Stored records:

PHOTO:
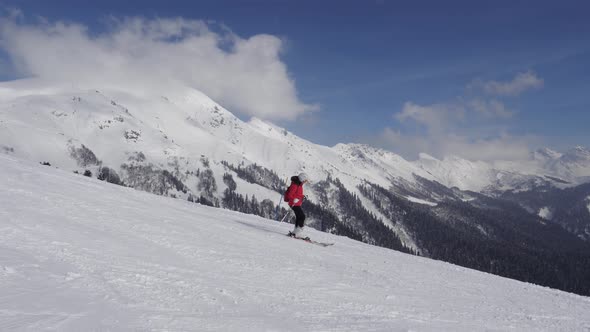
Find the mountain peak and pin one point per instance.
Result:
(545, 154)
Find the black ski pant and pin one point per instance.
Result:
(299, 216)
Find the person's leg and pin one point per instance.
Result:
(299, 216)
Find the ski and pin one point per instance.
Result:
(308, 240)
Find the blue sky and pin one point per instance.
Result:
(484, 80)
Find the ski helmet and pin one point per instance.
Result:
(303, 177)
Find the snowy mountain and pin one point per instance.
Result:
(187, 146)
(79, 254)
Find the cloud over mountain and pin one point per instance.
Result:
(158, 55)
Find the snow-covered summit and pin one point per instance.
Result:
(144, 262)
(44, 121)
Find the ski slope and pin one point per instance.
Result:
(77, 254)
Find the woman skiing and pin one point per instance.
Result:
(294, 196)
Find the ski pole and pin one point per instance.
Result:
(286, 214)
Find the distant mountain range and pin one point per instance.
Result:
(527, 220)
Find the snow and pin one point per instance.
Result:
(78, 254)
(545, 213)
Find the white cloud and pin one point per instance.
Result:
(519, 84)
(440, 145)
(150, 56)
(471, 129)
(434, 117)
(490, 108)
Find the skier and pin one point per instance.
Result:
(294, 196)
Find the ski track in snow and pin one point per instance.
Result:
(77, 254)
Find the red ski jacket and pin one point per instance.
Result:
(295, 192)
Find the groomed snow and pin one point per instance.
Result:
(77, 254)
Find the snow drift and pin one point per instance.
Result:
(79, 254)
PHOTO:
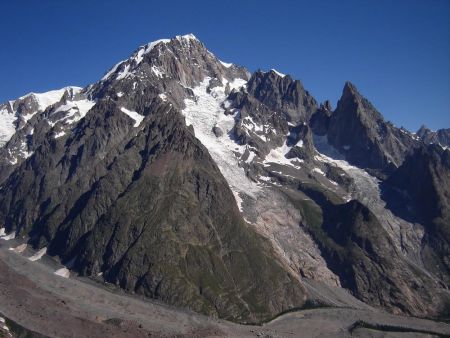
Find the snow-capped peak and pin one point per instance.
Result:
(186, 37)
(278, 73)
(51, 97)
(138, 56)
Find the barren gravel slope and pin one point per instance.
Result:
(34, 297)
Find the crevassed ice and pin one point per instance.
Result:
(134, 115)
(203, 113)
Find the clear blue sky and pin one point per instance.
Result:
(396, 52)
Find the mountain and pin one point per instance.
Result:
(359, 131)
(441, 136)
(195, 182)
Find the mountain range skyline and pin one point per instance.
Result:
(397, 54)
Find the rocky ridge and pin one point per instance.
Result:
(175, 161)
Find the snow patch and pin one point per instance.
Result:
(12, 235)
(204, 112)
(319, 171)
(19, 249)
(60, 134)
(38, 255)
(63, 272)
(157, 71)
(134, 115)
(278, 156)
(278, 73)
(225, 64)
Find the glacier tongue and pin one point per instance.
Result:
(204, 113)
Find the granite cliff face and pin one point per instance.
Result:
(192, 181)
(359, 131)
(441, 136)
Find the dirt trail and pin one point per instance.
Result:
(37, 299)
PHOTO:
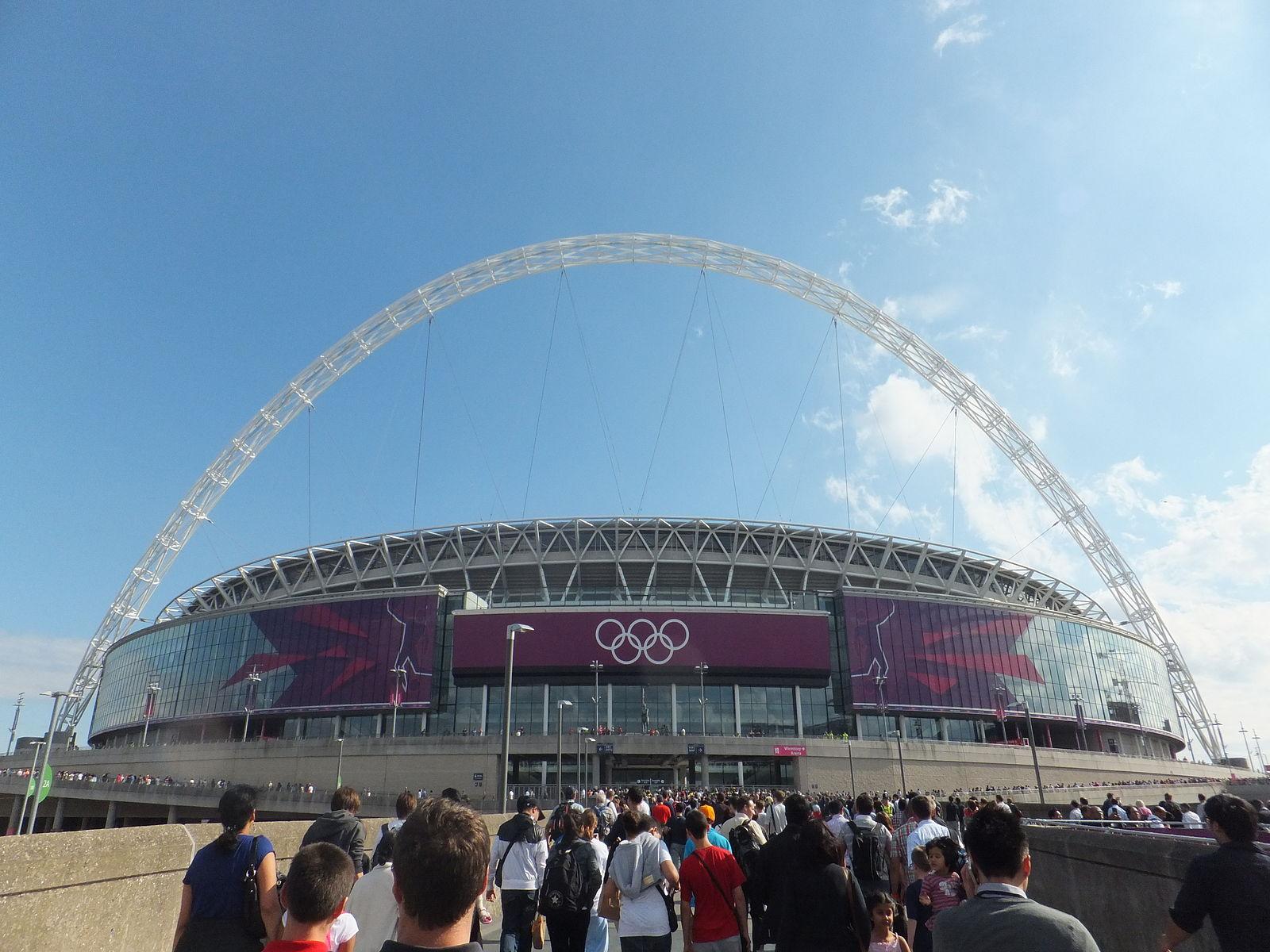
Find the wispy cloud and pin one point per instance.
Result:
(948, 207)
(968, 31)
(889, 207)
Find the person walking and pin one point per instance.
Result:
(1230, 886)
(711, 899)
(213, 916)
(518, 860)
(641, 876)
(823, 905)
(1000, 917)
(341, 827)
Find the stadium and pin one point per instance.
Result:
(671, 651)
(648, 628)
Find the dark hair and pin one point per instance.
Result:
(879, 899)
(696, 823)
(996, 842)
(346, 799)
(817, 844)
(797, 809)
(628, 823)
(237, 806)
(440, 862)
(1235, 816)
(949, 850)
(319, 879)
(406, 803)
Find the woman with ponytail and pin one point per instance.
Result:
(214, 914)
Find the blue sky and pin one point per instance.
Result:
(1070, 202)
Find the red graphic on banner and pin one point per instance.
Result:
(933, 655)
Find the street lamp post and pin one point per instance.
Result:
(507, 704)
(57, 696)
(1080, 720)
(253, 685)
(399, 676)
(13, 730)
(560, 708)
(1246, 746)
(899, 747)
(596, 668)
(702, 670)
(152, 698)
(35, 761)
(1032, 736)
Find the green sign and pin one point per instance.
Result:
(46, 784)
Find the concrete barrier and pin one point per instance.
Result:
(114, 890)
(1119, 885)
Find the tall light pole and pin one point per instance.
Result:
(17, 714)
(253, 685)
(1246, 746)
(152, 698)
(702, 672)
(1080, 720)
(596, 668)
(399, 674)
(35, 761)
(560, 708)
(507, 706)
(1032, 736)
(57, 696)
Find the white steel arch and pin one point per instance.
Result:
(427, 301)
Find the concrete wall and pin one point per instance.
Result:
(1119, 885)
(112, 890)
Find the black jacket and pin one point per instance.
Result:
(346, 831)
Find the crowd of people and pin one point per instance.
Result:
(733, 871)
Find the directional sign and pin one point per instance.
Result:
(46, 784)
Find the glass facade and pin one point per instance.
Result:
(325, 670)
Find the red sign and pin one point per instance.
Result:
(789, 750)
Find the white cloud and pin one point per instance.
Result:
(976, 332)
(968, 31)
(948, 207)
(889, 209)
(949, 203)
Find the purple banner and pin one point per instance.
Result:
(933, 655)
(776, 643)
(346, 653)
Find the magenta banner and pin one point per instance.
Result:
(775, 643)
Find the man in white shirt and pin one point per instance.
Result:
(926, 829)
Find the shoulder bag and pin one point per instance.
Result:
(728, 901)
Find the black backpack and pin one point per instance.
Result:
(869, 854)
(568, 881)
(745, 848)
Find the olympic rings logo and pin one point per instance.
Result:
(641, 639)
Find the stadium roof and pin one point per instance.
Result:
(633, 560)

---

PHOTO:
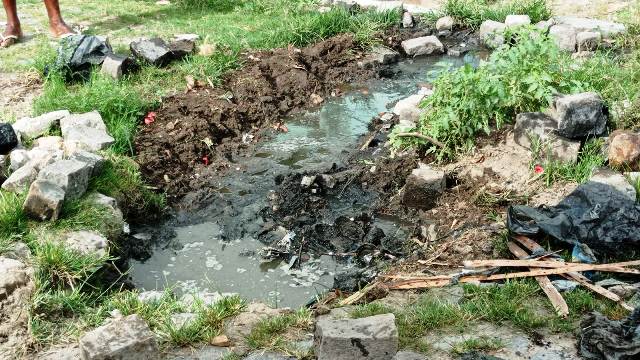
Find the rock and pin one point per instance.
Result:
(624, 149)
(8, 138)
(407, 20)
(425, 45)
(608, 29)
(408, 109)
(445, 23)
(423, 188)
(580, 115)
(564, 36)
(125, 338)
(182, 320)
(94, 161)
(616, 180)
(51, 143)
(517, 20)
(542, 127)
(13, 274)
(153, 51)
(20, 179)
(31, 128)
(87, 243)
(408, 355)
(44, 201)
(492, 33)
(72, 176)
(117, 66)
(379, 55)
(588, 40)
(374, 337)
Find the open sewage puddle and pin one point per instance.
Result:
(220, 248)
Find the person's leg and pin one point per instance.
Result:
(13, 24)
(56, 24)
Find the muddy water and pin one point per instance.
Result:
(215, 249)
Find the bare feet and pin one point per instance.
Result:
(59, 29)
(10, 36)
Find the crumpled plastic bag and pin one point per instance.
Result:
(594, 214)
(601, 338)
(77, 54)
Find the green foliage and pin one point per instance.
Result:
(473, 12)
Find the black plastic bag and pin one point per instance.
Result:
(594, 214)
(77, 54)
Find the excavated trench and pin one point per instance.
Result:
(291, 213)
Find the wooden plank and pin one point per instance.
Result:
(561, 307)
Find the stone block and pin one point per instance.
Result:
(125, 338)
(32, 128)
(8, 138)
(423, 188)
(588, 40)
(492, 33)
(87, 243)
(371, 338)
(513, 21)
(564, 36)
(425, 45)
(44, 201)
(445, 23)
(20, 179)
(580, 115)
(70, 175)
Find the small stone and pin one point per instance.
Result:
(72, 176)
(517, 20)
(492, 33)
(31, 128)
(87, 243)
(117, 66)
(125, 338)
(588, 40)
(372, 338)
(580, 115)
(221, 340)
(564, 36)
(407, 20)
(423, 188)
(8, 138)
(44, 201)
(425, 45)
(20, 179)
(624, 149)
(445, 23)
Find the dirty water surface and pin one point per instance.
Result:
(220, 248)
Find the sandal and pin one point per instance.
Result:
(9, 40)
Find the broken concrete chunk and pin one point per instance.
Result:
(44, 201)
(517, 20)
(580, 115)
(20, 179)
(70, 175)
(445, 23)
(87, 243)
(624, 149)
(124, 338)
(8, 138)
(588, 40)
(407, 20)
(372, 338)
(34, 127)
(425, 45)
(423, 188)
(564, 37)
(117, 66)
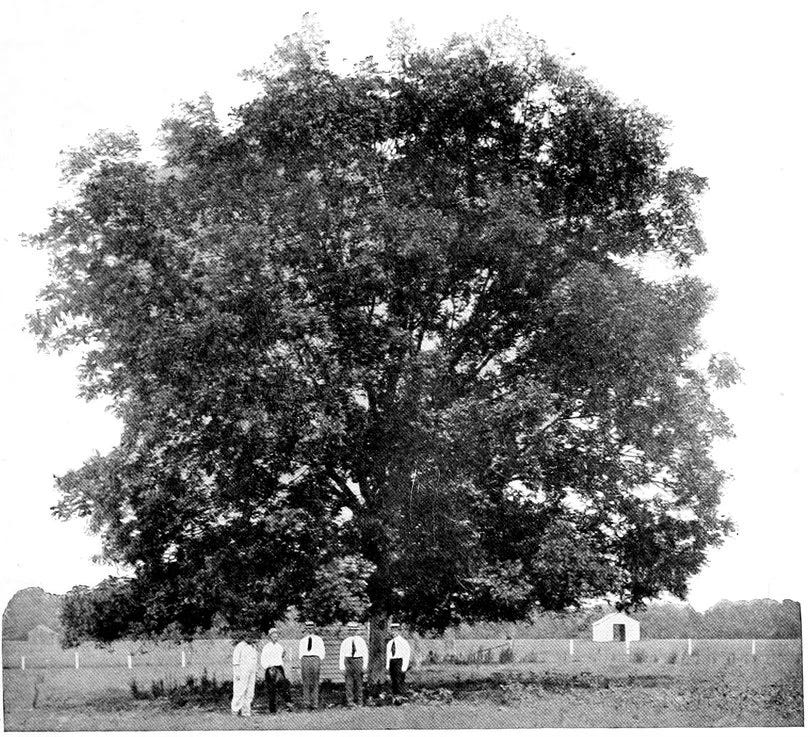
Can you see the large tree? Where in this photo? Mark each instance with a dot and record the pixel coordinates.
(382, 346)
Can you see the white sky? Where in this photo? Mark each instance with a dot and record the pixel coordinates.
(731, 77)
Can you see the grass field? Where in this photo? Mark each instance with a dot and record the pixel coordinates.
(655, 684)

- What is needed -
Select every line in the stored records containing the string "sign", and copy each one out. Treat uppercase and lowercase as different.

- Task solution -
Find the green sign and pin one point per instance.
Find the directional sign and pin one point per instance.
Find the red sign and pin one point per instance.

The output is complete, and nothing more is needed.